What you will do:
Extract every line of the data below that contains the word "white". Case matters.
▬▬▬
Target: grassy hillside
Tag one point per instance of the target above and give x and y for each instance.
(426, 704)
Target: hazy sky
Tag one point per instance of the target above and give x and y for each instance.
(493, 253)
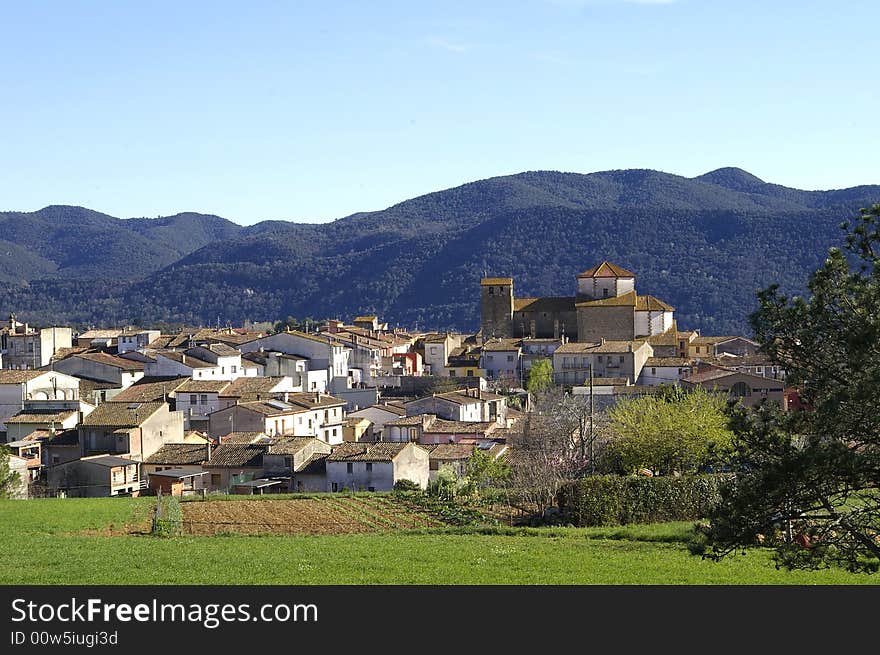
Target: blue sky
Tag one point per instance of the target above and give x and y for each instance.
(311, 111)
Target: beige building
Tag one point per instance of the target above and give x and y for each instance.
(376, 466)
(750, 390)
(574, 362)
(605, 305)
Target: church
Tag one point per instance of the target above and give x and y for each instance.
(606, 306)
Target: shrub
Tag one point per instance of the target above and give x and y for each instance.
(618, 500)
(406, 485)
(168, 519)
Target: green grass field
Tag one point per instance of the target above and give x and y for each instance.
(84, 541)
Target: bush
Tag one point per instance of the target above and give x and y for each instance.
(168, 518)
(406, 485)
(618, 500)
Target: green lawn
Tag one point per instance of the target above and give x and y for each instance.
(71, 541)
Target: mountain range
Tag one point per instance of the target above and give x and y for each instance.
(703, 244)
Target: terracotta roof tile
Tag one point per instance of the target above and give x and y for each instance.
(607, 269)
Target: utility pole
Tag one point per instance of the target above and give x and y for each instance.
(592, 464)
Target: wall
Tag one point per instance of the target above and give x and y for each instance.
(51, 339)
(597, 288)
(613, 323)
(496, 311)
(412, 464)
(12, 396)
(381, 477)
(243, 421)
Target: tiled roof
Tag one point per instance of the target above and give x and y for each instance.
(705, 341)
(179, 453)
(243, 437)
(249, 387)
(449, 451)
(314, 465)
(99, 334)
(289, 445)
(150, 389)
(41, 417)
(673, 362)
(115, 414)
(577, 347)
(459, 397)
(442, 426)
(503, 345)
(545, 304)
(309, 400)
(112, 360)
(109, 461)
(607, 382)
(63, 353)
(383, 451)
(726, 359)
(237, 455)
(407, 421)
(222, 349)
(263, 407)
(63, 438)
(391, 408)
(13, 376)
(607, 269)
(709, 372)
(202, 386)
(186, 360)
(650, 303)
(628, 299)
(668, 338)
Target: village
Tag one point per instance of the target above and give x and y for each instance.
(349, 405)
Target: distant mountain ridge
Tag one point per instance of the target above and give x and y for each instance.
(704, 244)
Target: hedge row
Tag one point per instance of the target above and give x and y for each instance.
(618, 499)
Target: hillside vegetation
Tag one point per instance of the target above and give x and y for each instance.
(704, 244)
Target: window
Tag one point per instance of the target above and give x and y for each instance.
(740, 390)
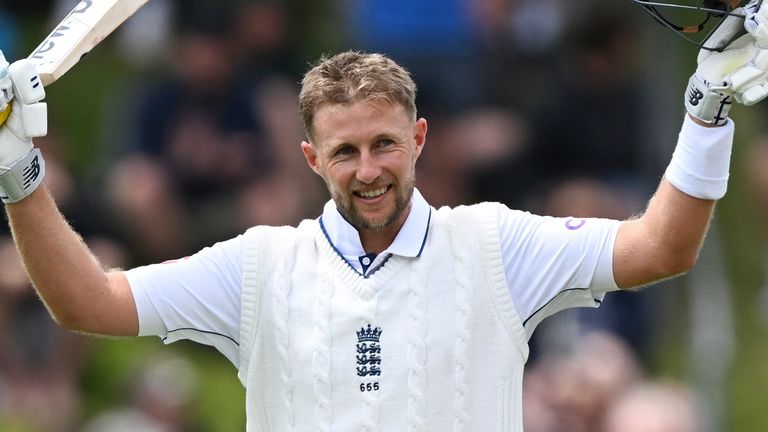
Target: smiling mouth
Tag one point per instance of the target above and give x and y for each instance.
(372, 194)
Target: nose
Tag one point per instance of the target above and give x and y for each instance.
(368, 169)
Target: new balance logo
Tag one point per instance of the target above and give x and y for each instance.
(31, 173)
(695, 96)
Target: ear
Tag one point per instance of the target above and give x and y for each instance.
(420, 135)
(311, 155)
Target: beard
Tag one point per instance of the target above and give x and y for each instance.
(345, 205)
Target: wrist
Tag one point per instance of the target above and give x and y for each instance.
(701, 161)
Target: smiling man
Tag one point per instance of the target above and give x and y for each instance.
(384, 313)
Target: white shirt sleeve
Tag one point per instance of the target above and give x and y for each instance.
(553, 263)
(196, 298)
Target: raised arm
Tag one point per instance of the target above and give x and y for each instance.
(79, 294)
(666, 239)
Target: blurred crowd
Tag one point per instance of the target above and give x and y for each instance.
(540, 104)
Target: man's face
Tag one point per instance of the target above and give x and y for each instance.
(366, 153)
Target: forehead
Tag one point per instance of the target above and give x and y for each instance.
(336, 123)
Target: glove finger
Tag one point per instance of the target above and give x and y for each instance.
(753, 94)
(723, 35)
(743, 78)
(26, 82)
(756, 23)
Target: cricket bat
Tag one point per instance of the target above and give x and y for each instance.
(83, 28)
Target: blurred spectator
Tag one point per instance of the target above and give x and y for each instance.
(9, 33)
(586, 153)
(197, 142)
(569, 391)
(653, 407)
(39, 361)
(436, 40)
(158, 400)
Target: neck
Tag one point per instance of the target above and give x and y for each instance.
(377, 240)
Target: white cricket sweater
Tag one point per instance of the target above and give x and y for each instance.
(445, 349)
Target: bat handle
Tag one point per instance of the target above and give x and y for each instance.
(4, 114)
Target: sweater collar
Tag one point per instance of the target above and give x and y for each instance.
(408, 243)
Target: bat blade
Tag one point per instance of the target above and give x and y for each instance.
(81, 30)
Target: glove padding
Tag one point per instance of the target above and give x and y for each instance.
▬▬▬
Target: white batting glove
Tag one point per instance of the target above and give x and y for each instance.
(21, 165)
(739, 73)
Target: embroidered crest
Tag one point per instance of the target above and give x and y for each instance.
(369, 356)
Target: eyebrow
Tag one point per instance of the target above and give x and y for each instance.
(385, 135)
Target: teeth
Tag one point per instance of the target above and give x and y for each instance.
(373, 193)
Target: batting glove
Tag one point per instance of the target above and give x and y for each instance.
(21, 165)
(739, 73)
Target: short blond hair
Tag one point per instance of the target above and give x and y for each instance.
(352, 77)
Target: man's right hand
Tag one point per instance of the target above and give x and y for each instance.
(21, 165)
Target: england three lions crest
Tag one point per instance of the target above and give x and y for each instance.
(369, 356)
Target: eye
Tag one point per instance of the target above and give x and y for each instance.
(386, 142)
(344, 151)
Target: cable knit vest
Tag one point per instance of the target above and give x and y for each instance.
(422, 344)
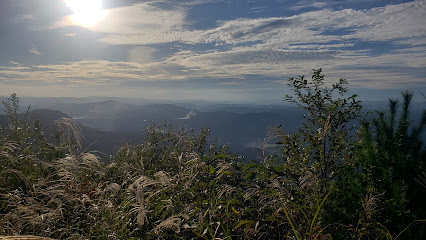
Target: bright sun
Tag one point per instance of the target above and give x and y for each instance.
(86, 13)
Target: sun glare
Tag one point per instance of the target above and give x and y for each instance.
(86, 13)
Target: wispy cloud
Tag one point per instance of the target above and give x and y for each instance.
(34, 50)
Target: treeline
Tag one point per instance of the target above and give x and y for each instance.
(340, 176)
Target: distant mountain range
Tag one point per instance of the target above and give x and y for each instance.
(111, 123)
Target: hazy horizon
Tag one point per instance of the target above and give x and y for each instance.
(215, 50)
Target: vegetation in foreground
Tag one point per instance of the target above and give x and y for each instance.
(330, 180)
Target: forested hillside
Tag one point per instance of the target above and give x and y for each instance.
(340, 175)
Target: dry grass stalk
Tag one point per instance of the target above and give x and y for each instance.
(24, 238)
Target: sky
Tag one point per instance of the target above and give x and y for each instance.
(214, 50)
▬▬▬
Response below:
Target: white shirt sleeve
Target: white cricket sweater
Target: white batting glove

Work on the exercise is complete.